Complete the following:
a) In the text on historical figures, in what city was Simon Bolivar born?
b) Return the portion of the text on historical figures between "Elizabeth Cady Stanton" and "the United States.", inclusive.

━━━━━ Document text

Touissant Louverture
He led the slave revolt known as the Haitian Revolution. He was a black man born into slavery but free since 1769. He was aided by Spain and Britain against revolutionary France and he later became an officer in the Spanish army. After the French republic offered freedom to any slaves who fought against the Spanish and British (which led to the abolition of slavery in 1794), Toussaint went back to the French and expelled the British and Spanish in 1798. He was significant because he led the Haitian Revolution which succeeded in ending slavery in Haiti.
Simon Bolivar
Born in Caracas, Venezuela, he came from an old, wealthy and aristocratic family. He was a significant political and military leader who struggled to successfully end Spanish colonial rule, but did not achieve his lifelong dream of a federation among the various newly independent republic of Latin America.
Elizabeth Cady Stanton
She was a women’s right activist in the 19th century who published a Women’s Bible where she eliminated the parts that she found offensive. She is significant because she was a major women’s suffrage activist who is often credited with initiating the first organized women’s rights and women’s suffrage movements in the United States.

━━━━━━━━━━
━━━━━ Source data

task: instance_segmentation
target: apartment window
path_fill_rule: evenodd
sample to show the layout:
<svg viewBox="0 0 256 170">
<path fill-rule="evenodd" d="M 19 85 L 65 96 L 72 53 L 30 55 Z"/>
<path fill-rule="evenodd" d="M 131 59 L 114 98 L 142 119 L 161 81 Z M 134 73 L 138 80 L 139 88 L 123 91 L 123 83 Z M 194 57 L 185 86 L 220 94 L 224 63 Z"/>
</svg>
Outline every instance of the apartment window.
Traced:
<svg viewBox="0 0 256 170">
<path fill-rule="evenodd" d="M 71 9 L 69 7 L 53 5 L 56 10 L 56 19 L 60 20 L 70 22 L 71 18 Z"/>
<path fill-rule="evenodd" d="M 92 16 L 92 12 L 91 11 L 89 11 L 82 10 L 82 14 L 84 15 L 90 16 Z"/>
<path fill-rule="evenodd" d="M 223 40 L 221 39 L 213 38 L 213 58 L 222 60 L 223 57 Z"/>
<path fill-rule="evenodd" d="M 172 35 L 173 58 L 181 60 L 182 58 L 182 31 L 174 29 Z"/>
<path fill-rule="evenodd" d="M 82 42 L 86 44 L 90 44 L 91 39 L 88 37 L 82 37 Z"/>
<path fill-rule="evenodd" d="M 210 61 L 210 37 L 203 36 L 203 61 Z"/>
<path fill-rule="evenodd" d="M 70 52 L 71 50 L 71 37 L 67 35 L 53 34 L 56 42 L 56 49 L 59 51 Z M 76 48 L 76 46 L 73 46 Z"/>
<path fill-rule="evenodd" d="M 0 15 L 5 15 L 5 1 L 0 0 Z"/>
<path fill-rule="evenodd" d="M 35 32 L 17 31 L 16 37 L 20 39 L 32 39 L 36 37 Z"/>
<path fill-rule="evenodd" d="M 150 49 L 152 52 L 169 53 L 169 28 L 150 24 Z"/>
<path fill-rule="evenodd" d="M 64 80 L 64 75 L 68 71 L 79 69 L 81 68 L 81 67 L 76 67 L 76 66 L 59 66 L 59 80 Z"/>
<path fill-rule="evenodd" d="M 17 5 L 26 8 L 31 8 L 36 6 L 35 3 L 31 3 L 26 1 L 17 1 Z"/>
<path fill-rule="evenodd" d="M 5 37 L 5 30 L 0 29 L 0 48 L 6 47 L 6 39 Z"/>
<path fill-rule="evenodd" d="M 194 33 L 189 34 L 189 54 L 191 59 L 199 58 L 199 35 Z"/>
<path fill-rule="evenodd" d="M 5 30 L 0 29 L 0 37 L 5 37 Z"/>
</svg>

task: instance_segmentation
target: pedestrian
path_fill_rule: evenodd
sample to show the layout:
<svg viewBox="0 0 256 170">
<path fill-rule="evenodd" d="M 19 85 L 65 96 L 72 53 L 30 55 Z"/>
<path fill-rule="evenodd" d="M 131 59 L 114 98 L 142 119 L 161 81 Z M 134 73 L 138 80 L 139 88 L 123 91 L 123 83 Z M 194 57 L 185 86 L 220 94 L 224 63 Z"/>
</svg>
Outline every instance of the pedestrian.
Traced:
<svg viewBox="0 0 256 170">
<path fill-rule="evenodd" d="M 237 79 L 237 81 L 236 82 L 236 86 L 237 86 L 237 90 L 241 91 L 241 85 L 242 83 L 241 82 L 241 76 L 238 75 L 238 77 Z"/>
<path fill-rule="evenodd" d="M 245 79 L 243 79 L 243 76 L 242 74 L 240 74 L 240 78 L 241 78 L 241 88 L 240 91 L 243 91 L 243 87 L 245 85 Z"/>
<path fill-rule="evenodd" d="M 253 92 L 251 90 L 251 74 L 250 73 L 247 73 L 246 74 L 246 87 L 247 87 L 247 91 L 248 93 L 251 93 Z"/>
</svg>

━━━━━━━━━━

Exercise solutions:
a) Caracas, Venezuela

b)
Elizabeth Cady Stanton
She was a women’s right activist in the 19th century who published a Women’s Bible where she eliminated the parts that she found offensive. She is significant because she was a major women’s suffrage activist who is often credited with initiating the first organized women’s rights and women’s suffrage movements in the United States.